■ Data supplied
◇ ◇ ◇ ◇ ◇

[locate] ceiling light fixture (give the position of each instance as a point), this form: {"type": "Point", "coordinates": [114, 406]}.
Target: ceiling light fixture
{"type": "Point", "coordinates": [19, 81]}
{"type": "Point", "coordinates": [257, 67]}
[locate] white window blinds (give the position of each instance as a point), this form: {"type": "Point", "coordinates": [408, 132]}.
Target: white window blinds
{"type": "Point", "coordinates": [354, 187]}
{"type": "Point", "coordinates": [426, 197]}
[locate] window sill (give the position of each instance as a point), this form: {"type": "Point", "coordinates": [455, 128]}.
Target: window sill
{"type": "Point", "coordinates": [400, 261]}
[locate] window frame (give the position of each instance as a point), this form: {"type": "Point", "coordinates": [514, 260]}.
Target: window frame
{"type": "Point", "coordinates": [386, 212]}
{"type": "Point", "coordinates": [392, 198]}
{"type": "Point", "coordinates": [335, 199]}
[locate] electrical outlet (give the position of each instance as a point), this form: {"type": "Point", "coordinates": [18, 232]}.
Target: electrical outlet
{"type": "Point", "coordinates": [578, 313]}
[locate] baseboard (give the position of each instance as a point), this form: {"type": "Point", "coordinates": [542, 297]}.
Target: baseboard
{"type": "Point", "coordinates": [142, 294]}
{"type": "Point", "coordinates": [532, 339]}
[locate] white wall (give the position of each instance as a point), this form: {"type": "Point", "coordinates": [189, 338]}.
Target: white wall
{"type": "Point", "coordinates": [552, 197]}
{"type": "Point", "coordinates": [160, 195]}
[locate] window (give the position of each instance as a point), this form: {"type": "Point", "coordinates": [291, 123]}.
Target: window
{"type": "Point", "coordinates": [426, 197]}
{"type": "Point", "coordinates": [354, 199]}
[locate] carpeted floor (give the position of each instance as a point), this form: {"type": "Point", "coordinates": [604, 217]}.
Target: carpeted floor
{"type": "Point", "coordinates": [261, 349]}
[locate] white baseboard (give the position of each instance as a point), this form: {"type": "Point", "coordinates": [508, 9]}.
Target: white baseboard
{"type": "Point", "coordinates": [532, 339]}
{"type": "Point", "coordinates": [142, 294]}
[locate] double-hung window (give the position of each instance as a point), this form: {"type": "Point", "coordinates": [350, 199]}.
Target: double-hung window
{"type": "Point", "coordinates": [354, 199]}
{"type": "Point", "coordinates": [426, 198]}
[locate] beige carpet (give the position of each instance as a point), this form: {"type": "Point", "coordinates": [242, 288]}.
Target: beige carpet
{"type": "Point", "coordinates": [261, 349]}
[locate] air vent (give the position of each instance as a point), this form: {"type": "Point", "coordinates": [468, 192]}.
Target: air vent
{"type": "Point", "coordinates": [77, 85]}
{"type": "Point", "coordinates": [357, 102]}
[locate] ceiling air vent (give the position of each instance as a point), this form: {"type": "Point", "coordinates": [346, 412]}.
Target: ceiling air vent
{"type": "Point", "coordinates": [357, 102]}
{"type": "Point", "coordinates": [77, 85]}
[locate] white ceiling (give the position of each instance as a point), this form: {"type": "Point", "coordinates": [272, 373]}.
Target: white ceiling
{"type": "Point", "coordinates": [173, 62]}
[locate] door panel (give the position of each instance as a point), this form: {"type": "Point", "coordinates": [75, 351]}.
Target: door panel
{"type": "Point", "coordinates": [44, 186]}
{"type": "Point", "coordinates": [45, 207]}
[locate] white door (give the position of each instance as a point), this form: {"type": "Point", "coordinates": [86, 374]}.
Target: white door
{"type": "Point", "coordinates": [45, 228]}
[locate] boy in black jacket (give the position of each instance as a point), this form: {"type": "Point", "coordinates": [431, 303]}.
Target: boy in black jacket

◇ ◇ ◇ ◇ ◇

■ Request
Please update all the items above by replacing "locate" with "find" and leaving everything else as it is.

■ Exercise response
[find] ceiling light fixture (give the position of each instance as a point), this form: {"type": "Point", "coordinates": [114, 406]}.
Target: ceiling light fixture
{"type": "Point", "coordinates": [19, 81]}
{"type": "Point", "coordinates": [257, 67]}
[find] white window blinds (give the position of each instance as a point), this form: {"type": "Point", "coordinates": [408, 132]}.
Target: white window blinds
{"type": "Point", "coordinates": [354, 187]}
{"type": "Point", "coordinates": [426, 197]}
[find] window sill (give the position of each instance as a point), this form: {"type": "Point", "coordinates": [455, 128]}.
Target: window sill
{"type": "Point", "coordinates": [400, 261]}
[find] window frame (give the position of each instance as a point), this form: {"type": "Point", "coordinates": [514, 260]}.
Target: window frame
{"type": "Point", "coordinates": [386, 212]}
{"type": "Point", "coordinates": [392, 198]}
{"type": "Point", "coordinates": [335, 199]}
[find] electrical outlet (give the position of each instance as a point), this form: {"type": "Point", "coordinates": [18, 232]}.
Target: electrical outlet
{"type": "Point", "coordinates": [578, 313]}
[find] baseboard (give the position of each instance as a point), this form: {"type": "Point", "coordinates": [542, 297]}.
Target: baseboard
{"type": "Point", "coordinates": [142, 294]}
{"type": "Point", "coordinates": [532, 339]}
[find] white wall (give the position of each instance as a point), this form: {"type": "Point", "coordinates": [189, 338]}.
Target: white wall
{"type": "Point", "coordinates": [552, 197]}
{"type": "Point", "coordinates": [160, 195]}
[find] window (give the position of each instance as a point), this form: {"type": "Point", "coordinates": [291, 123]}.
Target: window
{"type": "Point", "coordinates": [426, 197]}
{"type": "Point", "coordinates": [354, 199]}
[find] carpeted floor (give the position of each instance as a point), this form: {"type": "Point", "coordinates": [604, 217]}.
Target: carpeted floor
{"type": "Point", "coordinates": [261, 349]}
[find] white baseboard (give the position of each instance as a point), this form: {"type": "Point", "coordinates": [508, 9]}.
Target: white baseboard
{"type": "Point", "coordinates": [532, 339]}
{"type": "Point", "coordinates": [142, 294]}
[find] double-hung window (give the position of each instance as a point), this form: {"type": "Point", "coordinates": [350, 199]}.
Target: double-hung window
{"type": "Point", "coordinates": [354, 199]}
{"type": "Point", "coordinates": [426, 198]}
[find] beige carpet (give the position of each instance as a point), this form: {"type": "Point", "coordinates": [242, 288]}.
Target: beige carpet
{"type": "Point", "coordinates": [261, 349]}
[find] air vent (give the position of each instance as a point), this form: {"type": "Point", "coordinates": [468, 192]}.
Target: air vent
{"type": "Point", "coordinates": [77, 85]}
{"type": "Point", "coordinates": [357, 102]}
[find] ceiling air vent (give the position of each instance as a point), this form: {"type": "Point", "coordinates": [346, 412]}.
Target: ceiling air vent
{"type": "Point", "coordinates": [357, 102]}
{"type": "Point", "coordinates": [77, 85]}
[find] white ceiling (give the position of each instance as a point), this form: {"type": "Point", "coordinates": [272, 373]}.
Target: white ceiling
{"type": "Point", "coordinates": [173, 62]}
[find] door panel (give the position of each instance as a point), this form: {"type": "Point", "coordinates": [75, 351]}.
Target: door panel
{"type": "Point", "coordinates": [44, 186]}
{"type": "Point", "coordinates": [45, 207]}
[find] white door (give the position of each instance as a point), this form: {"type": "Point", "coordinates": [86, 374]}.
Target: white door
{"type": "Point", "coordinates": [45, 228]}
[find] boy in black jacket (give the position of each instance as a point), this form: {"type": "Point", "coordinates": [431, 303]}.
Target: boy in black jacket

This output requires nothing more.